Entries supplied Block Start

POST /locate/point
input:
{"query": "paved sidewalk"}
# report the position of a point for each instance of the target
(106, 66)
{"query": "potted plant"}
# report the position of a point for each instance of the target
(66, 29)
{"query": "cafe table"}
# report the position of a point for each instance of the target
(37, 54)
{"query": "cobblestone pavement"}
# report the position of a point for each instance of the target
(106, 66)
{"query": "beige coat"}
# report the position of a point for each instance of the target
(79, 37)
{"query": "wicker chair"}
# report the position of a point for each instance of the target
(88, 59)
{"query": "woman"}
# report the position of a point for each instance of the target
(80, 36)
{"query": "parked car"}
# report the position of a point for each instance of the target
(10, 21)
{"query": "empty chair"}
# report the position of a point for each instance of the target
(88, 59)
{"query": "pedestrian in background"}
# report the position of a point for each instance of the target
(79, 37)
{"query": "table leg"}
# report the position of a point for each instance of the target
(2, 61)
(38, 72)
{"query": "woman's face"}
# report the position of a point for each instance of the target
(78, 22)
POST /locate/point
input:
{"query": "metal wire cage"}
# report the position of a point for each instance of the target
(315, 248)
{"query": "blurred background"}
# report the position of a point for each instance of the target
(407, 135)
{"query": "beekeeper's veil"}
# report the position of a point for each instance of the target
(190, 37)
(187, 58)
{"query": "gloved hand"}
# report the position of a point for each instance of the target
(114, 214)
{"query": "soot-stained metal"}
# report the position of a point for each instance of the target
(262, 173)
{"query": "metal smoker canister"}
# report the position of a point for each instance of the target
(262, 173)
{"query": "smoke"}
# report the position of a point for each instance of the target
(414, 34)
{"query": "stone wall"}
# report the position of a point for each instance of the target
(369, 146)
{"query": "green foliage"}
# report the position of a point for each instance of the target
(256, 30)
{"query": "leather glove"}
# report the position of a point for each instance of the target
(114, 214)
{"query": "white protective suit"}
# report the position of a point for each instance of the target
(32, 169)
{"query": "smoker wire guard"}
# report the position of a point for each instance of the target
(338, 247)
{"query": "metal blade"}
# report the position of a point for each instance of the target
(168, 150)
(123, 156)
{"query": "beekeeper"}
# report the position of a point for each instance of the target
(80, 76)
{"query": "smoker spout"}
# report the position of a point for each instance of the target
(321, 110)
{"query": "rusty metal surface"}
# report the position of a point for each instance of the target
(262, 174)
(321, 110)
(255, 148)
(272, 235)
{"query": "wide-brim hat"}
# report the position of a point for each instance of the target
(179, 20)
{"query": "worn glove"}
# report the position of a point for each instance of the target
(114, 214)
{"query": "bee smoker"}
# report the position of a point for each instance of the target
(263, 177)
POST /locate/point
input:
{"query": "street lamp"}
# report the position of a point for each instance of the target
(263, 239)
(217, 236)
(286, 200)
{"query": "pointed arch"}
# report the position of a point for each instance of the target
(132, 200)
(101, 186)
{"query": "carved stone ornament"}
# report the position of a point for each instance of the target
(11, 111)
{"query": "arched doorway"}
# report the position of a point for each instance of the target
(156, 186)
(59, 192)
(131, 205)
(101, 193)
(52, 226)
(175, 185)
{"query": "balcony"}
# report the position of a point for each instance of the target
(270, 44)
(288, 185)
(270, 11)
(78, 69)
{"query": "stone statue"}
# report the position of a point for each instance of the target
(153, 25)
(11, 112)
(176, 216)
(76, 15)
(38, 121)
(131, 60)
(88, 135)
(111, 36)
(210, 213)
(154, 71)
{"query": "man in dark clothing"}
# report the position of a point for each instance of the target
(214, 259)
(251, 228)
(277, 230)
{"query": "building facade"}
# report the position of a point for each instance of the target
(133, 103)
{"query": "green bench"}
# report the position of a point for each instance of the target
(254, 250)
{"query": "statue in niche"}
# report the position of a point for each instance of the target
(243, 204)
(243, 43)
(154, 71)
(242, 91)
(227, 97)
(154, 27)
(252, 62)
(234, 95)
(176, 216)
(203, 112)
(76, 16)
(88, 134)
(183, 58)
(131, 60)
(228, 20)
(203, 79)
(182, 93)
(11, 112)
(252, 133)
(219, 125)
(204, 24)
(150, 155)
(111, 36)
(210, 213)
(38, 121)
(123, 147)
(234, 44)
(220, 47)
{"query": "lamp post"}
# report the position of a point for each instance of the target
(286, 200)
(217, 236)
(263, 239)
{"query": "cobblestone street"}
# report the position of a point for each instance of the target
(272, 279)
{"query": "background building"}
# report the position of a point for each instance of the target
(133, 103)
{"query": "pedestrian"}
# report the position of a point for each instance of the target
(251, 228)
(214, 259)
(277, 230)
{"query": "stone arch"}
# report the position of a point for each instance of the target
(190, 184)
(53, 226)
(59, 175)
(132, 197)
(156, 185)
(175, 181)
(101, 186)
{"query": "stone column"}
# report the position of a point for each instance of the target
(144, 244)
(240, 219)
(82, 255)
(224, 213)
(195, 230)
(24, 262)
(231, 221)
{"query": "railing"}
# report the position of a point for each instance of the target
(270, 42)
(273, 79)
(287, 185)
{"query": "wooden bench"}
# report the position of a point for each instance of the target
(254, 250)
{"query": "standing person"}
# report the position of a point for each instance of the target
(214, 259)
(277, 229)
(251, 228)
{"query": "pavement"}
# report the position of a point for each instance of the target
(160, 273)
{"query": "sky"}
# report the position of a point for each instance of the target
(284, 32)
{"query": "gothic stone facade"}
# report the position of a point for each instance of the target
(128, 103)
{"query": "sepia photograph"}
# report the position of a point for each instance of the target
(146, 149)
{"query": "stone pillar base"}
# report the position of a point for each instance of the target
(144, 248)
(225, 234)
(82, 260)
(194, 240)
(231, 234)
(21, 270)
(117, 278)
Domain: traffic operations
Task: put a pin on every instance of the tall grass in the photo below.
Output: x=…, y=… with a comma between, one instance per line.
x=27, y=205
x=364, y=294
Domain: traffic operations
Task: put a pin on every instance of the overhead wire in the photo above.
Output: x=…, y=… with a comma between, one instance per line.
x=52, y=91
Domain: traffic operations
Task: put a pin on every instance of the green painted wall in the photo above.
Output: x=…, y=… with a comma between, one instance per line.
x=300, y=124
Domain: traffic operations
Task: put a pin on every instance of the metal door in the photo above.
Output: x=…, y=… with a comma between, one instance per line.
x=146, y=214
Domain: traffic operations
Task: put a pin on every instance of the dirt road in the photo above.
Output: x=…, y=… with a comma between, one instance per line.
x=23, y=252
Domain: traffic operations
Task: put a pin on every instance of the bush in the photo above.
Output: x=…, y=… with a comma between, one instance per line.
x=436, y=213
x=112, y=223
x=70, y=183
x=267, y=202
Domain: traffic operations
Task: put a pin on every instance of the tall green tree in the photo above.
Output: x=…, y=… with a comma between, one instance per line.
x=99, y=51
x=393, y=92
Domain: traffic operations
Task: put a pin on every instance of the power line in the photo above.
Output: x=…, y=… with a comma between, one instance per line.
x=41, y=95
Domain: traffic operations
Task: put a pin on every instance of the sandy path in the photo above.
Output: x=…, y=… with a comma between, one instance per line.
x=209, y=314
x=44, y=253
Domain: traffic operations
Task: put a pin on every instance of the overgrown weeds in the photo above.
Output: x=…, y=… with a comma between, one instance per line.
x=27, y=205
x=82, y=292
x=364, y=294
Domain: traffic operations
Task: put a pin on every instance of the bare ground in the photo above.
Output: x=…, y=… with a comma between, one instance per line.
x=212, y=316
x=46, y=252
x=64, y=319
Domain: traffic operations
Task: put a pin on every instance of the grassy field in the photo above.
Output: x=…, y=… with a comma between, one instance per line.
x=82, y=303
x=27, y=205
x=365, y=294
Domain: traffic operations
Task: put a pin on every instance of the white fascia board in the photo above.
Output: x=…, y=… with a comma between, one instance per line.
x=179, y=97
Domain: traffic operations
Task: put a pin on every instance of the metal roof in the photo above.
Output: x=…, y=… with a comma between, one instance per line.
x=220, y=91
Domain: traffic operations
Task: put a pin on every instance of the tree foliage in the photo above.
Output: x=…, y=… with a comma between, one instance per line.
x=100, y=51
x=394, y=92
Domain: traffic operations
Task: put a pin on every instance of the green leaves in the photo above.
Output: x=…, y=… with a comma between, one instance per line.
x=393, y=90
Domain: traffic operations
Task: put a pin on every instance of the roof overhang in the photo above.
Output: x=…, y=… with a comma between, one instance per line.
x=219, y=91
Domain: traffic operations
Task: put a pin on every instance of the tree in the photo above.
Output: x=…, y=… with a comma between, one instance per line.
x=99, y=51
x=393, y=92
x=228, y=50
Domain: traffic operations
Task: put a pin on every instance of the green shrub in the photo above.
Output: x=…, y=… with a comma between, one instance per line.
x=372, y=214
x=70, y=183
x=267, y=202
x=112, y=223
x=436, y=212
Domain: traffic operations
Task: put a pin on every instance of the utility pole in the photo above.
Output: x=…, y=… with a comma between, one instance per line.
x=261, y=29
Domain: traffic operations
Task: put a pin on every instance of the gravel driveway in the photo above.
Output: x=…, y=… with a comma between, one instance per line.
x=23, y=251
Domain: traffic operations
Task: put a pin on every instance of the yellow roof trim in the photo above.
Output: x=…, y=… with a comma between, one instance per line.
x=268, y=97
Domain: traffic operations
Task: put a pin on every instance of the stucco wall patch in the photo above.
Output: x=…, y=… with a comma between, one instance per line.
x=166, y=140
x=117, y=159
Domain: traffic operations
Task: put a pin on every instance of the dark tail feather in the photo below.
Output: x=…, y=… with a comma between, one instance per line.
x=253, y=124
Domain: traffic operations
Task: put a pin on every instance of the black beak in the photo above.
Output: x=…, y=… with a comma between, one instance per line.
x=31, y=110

Entries supplied Block End

__What the exercise asks__: Write down exactly the span of lines above from the one containing "Task: put a pin on every instance of the tree foliage" to the one containing "Task: put a pin on every instance of the green shrub", both ends included.

__Solution for this exercise__:
Task: put a pin on every instance of the tree foliage in the photo above.
Output: x=…, y=… with a comma between, one instance per line.
x=100, y=51
x=394, y=92
Domain: traffic operations
Task: put a pin on every instance of the green leaves in the photo above.
Output: x=…, y=… with a comma between, one instance per line.
x=393, y=90
Domain: traffic operations
Task: put a pin on every instance of the roof overhang in the photo above.
Output: x=…, y=… with a comma between, one instance per line.
x=219, y=91
Domain: traffic operations
Task: put a pin on every instance of the tree in the photo above.
Output: x=…, y=… with a comma between, one instance per line.
x=99, y=51
x=393, y=92
x=228, y=50
Domain: traffic operations
Task: put a pin on every instance of the green shrub in the photo above.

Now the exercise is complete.